Stated problem = Put every one of the records below into a Markdown table with the columns Row and Line. Give each line its own numbered row, and leave out blank lines and the pictures.

Records for the task =
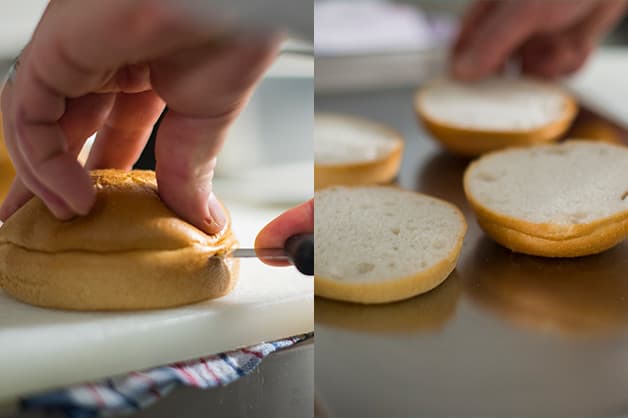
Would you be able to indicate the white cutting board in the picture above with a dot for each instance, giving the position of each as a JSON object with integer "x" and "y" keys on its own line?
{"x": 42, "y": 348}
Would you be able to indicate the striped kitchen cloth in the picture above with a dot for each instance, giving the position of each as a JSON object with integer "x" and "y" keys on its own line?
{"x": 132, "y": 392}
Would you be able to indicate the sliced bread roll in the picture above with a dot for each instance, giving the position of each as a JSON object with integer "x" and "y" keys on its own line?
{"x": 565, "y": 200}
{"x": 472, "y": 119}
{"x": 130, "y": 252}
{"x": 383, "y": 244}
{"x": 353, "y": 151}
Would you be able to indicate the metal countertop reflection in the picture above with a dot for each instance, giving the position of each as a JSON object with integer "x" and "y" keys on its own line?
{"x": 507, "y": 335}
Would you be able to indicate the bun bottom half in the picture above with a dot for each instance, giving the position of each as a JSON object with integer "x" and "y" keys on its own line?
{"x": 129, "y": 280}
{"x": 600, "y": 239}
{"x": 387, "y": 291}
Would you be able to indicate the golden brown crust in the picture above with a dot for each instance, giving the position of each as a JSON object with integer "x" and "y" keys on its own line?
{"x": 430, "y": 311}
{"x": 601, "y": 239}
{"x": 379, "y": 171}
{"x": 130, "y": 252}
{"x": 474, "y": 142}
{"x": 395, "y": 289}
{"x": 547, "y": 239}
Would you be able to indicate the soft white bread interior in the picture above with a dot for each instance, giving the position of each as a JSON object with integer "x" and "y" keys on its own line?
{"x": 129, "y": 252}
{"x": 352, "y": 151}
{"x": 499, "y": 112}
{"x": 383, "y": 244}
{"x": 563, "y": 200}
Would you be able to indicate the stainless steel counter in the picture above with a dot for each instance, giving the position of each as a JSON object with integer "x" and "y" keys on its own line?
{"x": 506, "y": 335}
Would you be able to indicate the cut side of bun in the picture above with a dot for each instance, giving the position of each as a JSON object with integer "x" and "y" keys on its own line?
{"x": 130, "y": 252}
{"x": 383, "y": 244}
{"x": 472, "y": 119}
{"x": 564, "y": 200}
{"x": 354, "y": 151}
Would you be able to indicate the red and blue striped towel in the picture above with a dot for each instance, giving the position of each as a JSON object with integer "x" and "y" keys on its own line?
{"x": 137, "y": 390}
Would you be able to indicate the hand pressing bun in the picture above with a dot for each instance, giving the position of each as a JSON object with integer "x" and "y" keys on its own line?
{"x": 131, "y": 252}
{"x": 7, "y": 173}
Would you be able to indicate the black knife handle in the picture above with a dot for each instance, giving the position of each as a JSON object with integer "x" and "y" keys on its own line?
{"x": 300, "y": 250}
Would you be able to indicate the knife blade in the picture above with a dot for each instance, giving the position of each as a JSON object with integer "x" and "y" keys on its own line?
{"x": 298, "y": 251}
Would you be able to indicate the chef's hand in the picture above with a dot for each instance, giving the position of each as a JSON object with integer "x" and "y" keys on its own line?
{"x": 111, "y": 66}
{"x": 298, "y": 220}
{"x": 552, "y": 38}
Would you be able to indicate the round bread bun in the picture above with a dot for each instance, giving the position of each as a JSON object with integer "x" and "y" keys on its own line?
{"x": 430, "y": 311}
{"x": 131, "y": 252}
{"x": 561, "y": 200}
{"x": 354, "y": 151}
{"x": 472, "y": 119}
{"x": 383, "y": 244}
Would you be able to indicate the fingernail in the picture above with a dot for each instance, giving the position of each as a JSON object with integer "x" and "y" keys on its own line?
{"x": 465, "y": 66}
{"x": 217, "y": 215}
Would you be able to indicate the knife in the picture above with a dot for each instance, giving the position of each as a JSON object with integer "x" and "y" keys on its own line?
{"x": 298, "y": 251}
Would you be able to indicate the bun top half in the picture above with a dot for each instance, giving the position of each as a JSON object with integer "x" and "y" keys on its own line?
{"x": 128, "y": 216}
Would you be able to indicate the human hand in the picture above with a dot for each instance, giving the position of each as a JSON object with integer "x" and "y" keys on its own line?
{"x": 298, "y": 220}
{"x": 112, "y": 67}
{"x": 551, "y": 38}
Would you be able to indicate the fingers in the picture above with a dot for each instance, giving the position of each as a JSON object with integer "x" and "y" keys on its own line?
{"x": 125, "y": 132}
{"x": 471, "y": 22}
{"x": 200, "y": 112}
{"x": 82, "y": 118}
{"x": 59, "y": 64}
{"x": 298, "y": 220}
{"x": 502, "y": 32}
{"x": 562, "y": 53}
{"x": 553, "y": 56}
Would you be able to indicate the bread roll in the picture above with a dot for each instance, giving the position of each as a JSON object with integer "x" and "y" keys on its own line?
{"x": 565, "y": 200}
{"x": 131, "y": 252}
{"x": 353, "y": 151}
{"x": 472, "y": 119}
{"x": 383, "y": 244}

Finished task =
| Row | Line |
|---|---|
| 1 | Would you be able to indicate the white cutting board in the picture above with a dot for each instance, giving the position of each as a JSON object with integer "x" and "y" keys on its own line? |
| 2 | {"x": 42, "y": 348} |
| 3 | Would you be able to indicate the striped kitchen cloth in the picture above with a dot for each instance, giving the position of each as a JSON object with integer "x" and "y" keys on its own line? |
| 4 | {"x": 132, "y": 392} |
| 5 | Would you be able to indicate the sliced bread roll in the picture above with a dot for each instance, giving the position of each as a JSON object with integer "x" and "y" keys on its own line? |
| 6 | {"x": 565, "y": 200} |
| 7 | {"x": 472, "y": 119} |
| 8 | {"x": 130, "y": 252} |
| 9 | {"x": 383, "y": 244} |
| 10 | {"x": 353, "y": 151} |
| 11 | Would you be able to indicate the metal countertop reflection in the picture above with a dot for each instance, giving the position of each as a JSON object with integer "x" and "y" keys on its own line? |
| 12 | {"x": 507, "y": 335} |
| 13 | Would you be able to indicate the bun bottom half in the picture above with a dot for each instance, giving the position of each as a JSON object with integer "x" and "y" keys on its own line? |
| 14 | {"x": 129, "y": 280} |
| 15 | {"x": 600, "y": 239} |
| 16 | {"x": 387, "y": 291} |
| 17 | Would you be able to indicate the golden brown crust in the picture above with a dot for each instance, giving the position of each as a JSON object with integer "x" and "y" keys on its own line? |
| 18 | {"x": 430, "y": 311} |
| 19 | {"x": 601, "y": 239} |
| 20 | {"x": 379, "y": 171} |
| 21 | {"x": 130, "y": 252} |
| 22 | {"x": 474, "y": 142} |
| 23 | {"x": 395, "y": 289} |
| 24 | {"x": 547, "y": 239} |
| 25 | Would you be able to indicate the soft white bread interior in the picture above with a dot for each instance, giving the position of each as a JSON object with integer "x" and "y" keys on its own line? |
| 26 | {"x": 129, "y": 252} |
| 27 | {"x": 352, "y": 151} |
| 28 | {"x": 499, "y": 112} |
| 29 | {"x": 383, "y": 244} |
| 30 | {"x": 563, "y": 200} |
| 31 | Would you be able to indicate the stainless steel counter in the picture above with a dot for each instance, giving the position of each as a JSON object with integer "x" and "y" keys on its own line? |
| 32 | {"x": 506, "y": 335} |
| 33 | Would you be able to indicate the cut side of bun in the picture above with a dot for each instance, giving the position of each as a JSON object with integer "x" and "y" keys on its own line? |
| 34 | {"x": 130, "y": 252} |
| 35 | {"x": 383, "y": 244} |
| 36 | {"x": 472, "y": 119} |
| 37 | {"x": 564, "y": 200} |
| 38 | {"x": 354, "y": 151} |
| 39 | Would you be able to indicate the red and blue striped towel in the picture above with a dot for each instance, giving the position of each as a JSON object with integer "x" and "y" keys on its own line? |
| 40 | {"x": 137, "y": 390} |
| 41 | Would you be able to indicate the hand pressing bun in the picture above with a dot for each instance, giving the position of each as a JSON object with integer "x" and "y" keys on its own line? |
| 42 | {"x": 131, "y": 252} |
| 43 | {"x": 7, "y": 173} |
| 44 | Would you be able to indicate the black knife handle in the picture above with a dot for each instance, giving the position of each as a JSON object with integer "x" and "y" keys on its own line? |
| 45 | {"x": 300, "y": 250} |
| 46 | Would you be able to indicate the knife blade in the picture above with a dot for each instance, giving the position of each as a JSON object with integer "x" and "y" keys on its own line? |
| 47 | {"x": 298, "y": 251} |
| 48 | Would you be able to indicate the chef's hand in the picture above with a dot for each instance, giving the position of each as a JSON object with integer "x" and "y" keys on its own line? |
| 49 | {"x": 111, "y": 66} |
| 50 | {"x": 298, "y": 220} |
| 51 | {"x": 552, "y": 38} |
| 52 | Would you be able to indicate the round bread bun in the picture above with a dot for each instance, giving the position of each as a JSON object with integer "x" and "y" keys on its own line? |
| 53 | {"x": 430, "y": 311} |
| 54 | {"x": 131, "y": 252} |
| 55 | {"x": 561, "y": 200} |
| 56 | {"x": 354, "y": 151} |
| 57 | {"x": 472, "y": 119} |
| 58 | {"x": 383, "y": 244} |
| 59 | Would you be able to indicate the fingernail in the picture above with a dot for each instance, giving the position of each as a JSON object with integer "x" and "y" keys on its own line? |
| 60 | {"x": 465, "y": 66} |
| 61 | {"x": 217, "y": 215} |
| 62 | Would you be able to indicate the knife in the picture above with a dot for each instance, giving the position of each as a JSON object with integer "x" and "y" keys on its own line? |
| 63 | {"x": 298, "y": 251} |
| 64 | Would you be able to indicate the bun top half in the picture above with a dot for each instance, giving the position of each as a JSON object with integer "x" and "y" keys on its own line? |
| 65 | {"x": 128, "y": 216} |
| 66 | Would you be able to indicate the human hand in the picture above with a dot for each instance, giving the position of each as a JSON object with integer "x" and "y" keys on its own line? |
| 67 | {"x": 298, "y": 220} |
| 68 | {"x": 112, "y": 67} |
| 69 | {"x": 551, "y": 38} |
| 70 | Would you be able to indicate the fingers in the picture above with a dot for each instance, giving the position of each as a JSON object with integer "x" and "y" keys on its own line? |
| 71 | {"x": 125, "y": 132} |
| 72 | {"x": 471, "y": 22} |
| 73 | {"x": 200, "y": 112} |
| 74 | {"x": 82, "y": 118} |
| 75 | {"x": 59, "y": 64} |
| 76 | {"x": 298, "y": 220} |
| 77 | {"x": 502, "y": 32} |
| 78 | {"x": 562, "y": 53} |
| 79 | {"x": 553, "y": 56} |
| 80 | Would you be able to indicate the bread roll in the picture above with a dot for each instance, giving the position of each as a JSON object with integer "x" and "y" keys on its own line? |
| 81 | {"x": 565, "y": 200} |
| 82 | {"x": 131, "y": 252} |
| 83 | {"x": 353, "y": 151} |
| 84 | {"x": 472, "y": 119} |
| 85 | {"x": 383, "y": 244} |